** DOCUMENT EXCERPT **

The intriguing result seen in figure 15 and table 7 can be stated in two aspects:

• (1)  
  It is clear that the net entropy of the reaction is greater than it was before the start of the reaction, therefore it is a spontaneous process.
• (2)  
  The curve displayed in figure 15(a) shows a decrease in entropy, something that is only possible if there is an external energy source.

Before the reaction, the value of the total entropy is ${S}_{eq}/N{k}_{B}.$ Once the reaction starts (at $t\gt 0$), the total entropy suffers a change, increasing a quantity of ${\rm{\Delta }}{S}_{+}/N{k}_{B},$ so the total entropy at that point is ${S}_{T}\left(t\gt 0\right)/N{k}_{B}.$ As the reaction takes place, the entropy decreases until the system reaches a state of equilibrium once the catalysis has finished (at $t={t}_{3}$); the resulting decrease in entropy is ${\rm{\Delta }}S,$ so the total entropy at that point is ${S}_{T}({t}_{3})/N{k}_{B}.$ It is important to note that the magnitude of the decrement in entropy, ${\rm{\Delta }}S,$ is lower than the increase in entropy due to the reaction taking place, ${\rm{\Delta }}{S}_{+};$ in other words, ${{\rm{\Delta }}S}_{+}\gt {\rm{\Delta }}S.$ According to the second law of thermodynamics, this decrement is evidence of the existence of work during the process of catalysis.

** DATA **
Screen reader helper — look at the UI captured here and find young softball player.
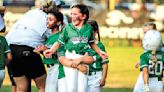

** TASK LIST **
**1)** In the catalysis entropy excerpt, why is the reaction described as a spontaneous process? Answer in one to three sentences.
**2)** Rewrite the stretch of the catalysis entropy excerpt from "The intriguing result" through "a spontaneous process.", substituting "overall entropy" for "net entropy".
**3)** According to the catalysis entropy excerpt, what is the decrement in entropy evidence of under the second law of thermodynamics?

** ANSWERS TO THE EXERCISE **
**1)** The reaction is called spontaneous because its net entropy is greater than it was before the reaction started.

**2)**
The intriguing result seen in figure 15 and table 7 can be stated in two aspects:

• (1)  
  It is clear that the overall entropy of the reaction is greater than it was before the start of the reaction, therefore it is a spontaneous process.

**3)** It is evidence that work exists during the process of catalysis.